**Exercise:**
Identify the line in which "For every instance of the bird's tail, the" appears, then reproduce that line and all remaining lines of the records word for word.

**Given information:**
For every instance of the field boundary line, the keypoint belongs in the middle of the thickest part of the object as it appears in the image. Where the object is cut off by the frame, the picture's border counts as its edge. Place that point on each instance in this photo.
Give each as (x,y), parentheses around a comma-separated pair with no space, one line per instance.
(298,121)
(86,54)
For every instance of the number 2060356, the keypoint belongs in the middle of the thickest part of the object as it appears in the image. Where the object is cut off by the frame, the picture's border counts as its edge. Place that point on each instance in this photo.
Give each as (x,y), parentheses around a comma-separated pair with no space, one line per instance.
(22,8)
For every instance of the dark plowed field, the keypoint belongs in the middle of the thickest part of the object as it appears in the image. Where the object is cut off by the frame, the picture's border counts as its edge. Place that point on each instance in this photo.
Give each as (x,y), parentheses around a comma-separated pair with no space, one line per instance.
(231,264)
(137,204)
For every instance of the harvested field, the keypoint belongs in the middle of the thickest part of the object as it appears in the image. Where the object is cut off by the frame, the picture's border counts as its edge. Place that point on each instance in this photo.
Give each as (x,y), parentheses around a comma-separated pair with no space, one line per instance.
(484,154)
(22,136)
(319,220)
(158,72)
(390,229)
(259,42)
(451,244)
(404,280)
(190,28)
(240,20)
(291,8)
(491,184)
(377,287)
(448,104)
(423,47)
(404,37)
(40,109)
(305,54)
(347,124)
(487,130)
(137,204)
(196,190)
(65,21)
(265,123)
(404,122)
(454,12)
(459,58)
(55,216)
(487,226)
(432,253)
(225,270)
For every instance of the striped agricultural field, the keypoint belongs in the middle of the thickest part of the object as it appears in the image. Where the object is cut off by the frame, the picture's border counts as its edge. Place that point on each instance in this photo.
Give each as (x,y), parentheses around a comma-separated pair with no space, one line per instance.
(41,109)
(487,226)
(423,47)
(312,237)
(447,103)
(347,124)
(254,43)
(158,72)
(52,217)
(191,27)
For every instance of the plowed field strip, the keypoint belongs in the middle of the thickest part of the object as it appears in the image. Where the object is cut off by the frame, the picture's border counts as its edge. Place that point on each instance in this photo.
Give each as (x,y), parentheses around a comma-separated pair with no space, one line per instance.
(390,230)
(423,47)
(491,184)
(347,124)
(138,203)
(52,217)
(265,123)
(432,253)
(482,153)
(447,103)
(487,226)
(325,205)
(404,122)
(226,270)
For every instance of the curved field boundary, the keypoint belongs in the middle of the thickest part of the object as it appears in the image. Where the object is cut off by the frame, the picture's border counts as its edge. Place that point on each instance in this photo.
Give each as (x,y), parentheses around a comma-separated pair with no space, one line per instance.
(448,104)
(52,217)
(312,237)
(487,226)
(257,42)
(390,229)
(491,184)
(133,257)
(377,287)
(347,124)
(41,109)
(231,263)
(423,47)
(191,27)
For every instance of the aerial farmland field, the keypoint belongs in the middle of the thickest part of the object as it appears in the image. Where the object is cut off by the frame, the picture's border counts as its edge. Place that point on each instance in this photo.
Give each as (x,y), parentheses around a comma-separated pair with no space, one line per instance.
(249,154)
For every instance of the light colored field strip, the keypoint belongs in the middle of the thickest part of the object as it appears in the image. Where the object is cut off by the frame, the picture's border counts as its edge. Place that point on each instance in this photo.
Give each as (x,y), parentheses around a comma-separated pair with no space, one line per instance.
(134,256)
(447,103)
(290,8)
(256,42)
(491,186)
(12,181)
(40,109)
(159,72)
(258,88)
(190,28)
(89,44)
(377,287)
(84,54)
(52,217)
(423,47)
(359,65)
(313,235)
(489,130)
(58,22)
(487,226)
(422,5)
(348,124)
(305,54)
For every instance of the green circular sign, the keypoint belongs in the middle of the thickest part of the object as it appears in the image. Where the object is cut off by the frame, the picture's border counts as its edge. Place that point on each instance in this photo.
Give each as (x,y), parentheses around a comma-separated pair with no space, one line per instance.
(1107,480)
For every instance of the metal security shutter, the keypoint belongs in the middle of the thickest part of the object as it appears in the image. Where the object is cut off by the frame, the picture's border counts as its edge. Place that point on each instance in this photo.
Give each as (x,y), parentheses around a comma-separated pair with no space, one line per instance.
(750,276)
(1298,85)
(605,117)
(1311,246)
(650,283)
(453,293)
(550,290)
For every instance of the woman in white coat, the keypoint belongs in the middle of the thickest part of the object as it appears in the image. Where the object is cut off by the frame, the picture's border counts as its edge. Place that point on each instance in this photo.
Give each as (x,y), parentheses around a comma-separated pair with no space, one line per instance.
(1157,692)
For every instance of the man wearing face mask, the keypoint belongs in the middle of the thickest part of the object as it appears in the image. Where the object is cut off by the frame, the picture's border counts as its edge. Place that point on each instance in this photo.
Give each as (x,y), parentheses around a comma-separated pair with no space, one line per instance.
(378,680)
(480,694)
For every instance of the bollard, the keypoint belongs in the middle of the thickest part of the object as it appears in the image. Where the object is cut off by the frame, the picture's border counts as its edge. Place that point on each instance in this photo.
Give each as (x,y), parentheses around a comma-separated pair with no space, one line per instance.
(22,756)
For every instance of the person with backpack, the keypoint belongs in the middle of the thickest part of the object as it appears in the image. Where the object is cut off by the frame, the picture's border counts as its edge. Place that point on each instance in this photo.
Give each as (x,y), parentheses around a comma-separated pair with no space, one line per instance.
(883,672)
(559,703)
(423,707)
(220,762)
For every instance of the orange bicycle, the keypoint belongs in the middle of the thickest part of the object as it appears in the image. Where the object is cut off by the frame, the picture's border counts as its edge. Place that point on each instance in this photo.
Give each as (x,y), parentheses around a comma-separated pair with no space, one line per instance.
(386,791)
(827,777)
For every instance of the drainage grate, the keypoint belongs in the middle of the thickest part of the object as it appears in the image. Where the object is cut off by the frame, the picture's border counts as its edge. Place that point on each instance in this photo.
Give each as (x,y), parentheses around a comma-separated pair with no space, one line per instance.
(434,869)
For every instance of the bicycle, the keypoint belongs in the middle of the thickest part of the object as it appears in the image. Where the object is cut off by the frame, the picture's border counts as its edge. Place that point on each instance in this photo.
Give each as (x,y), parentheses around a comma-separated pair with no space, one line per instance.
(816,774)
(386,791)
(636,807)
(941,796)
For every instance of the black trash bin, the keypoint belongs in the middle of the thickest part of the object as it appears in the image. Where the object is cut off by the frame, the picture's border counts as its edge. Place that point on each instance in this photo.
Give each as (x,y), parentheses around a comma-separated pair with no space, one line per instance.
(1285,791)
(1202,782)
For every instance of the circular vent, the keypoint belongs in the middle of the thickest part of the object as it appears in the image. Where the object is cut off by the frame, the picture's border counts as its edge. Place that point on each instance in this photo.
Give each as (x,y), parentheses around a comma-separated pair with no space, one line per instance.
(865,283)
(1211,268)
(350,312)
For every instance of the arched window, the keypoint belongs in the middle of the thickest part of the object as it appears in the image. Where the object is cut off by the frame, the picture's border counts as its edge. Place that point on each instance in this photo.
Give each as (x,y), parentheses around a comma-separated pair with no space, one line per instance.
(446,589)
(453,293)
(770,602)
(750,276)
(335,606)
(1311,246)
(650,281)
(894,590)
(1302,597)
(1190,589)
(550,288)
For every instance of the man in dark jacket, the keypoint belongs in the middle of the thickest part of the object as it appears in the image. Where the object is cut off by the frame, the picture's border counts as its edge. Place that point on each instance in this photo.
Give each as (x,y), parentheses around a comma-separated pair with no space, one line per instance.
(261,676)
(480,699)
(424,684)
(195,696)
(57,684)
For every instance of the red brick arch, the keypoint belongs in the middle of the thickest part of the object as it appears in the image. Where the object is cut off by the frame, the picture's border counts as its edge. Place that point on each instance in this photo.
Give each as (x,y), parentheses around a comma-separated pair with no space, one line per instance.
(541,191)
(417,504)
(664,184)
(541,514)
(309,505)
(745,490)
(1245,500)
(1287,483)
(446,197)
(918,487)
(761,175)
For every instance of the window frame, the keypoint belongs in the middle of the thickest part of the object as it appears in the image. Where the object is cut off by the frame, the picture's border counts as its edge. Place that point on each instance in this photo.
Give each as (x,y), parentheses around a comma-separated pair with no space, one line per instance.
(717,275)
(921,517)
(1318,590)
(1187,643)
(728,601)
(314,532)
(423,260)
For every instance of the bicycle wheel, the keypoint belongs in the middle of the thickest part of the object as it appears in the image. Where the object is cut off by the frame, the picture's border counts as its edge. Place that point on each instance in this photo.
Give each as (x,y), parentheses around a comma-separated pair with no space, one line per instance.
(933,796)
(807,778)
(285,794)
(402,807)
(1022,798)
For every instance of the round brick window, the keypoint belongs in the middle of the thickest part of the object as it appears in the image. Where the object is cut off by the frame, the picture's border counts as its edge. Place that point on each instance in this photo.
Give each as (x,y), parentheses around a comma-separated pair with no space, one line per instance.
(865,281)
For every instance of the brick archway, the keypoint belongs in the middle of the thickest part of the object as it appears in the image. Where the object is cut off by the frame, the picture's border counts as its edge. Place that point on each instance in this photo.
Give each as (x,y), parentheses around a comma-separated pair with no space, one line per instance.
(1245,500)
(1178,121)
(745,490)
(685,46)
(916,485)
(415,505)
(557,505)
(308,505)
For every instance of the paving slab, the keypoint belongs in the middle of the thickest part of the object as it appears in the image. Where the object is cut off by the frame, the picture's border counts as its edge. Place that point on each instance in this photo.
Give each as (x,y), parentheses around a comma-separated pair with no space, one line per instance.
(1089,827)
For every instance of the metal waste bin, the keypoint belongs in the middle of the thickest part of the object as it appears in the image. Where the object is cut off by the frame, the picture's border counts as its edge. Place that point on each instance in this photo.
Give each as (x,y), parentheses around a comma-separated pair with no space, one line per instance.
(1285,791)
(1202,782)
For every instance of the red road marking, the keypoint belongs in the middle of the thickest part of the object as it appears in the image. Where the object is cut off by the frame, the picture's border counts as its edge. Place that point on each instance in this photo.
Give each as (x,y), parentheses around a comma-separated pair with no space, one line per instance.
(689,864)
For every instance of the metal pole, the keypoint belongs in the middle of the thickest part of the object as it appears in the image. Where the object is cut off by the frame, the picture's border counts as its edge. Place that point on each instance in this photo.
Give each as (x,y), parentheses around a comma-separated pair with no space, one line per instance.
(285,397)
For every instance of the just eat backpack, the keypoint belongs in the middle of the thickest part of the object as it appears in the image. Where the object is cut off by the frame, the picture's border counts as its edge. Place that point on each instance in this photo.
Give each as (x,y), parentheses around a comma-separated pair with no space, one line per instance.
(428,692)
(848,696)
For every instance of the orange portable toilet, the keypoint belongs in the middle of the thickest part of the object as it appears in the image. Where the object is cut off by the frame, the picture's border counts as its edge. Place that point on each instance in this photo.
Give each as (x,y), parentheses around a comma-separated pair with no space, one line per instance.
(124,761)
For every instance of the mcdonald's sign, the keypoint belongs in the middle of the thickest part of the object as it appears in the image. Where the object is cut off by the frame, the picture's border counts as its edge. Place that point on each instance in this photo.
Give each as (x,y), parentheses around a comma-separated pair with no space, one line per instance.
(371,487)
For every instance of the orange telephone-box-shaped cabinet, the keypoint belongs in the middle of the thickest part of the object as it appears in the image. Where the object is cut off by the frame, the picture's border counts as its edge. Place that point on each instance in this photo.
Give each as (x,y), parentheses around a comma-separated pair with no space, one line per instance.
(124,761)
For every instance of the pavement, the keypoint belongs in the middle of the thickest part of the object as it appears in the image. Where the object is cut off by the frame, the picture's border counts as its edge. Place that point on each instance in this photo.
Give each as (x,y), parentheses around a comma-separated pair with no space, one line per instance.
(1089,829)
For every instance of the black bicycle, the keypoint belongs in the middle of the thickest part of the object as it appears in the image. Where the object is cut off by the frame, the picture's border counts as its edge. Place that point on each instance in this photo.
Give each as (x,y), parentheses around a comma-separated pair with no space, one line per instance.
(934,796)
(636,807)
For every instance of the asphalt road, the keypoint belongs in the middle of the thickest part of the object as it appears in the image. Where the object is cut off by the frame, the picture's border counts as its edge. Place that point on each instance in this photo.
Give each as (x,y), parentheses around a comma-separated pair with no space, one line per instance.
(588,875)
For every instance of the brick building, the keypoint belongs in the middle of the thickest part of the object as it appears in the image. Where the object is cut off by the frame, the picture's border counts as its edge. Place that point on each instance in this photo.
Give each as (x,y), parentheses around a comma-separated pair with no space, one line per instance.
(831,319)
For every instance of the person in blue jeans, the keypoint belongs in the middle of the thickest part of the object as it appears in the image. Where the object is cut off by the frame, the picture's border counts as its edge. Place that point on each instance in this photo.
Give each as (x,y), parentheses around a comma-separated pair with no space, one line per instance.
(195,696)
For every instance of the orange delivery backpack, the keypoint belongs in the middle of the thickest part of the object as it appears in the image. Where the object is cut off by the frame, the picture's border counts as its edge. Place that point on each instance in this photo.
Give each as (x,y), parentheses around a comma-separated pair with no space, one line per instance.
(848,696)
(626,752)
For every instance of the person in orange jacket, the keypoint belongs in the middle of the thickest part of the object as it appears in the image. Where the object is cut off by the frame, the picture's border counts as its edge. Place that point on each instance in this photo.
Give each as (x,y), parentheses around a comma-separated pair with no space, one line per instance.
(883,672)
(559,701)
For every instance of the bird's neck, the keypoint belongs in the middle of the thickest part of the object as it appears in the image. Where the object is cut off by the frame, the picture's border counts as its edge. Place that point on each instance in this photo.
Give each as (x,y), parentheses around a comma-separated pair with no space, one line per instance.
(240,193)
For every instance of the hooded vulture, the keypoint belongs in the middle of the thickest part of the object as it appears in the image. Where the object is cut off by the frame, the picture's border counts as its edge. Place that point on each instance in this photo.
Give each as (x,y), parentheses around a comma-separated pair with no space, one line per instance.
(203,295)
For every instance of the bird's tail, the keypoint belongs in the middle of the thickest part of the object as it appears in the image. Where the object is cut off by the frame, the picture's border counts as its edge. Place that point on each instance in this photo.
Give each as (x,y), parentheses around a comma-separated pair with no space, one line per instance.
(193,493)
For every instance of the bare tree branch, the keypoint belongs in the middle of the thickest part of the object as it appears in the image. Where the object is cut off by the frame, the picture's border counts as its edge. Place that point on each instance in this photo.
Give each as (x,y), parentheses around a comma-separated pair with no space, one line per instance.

**Result for this exercise:**
For every instance of the bird's tail, the keypoint belongs in the middle of the thickest part of the object as it appears in the image. Where the object is cut off by the frame, the picture's border counts as its edge. Place that point on each instance in this photo.
Give each as (x,y), parentheses around a comma-separated pair with no space, one line per instance.
(193,493)
For every instance of the bare tree branch, the keypoint belongs in the middle of the thickest part of the object as it appears in the image. Where the object is cut off by the frame, the picture's border counts as its edge. Place that point on each instance in this photo.
Give each as (x,y), parentheses around a comma-separated pair with no space, one line per instance.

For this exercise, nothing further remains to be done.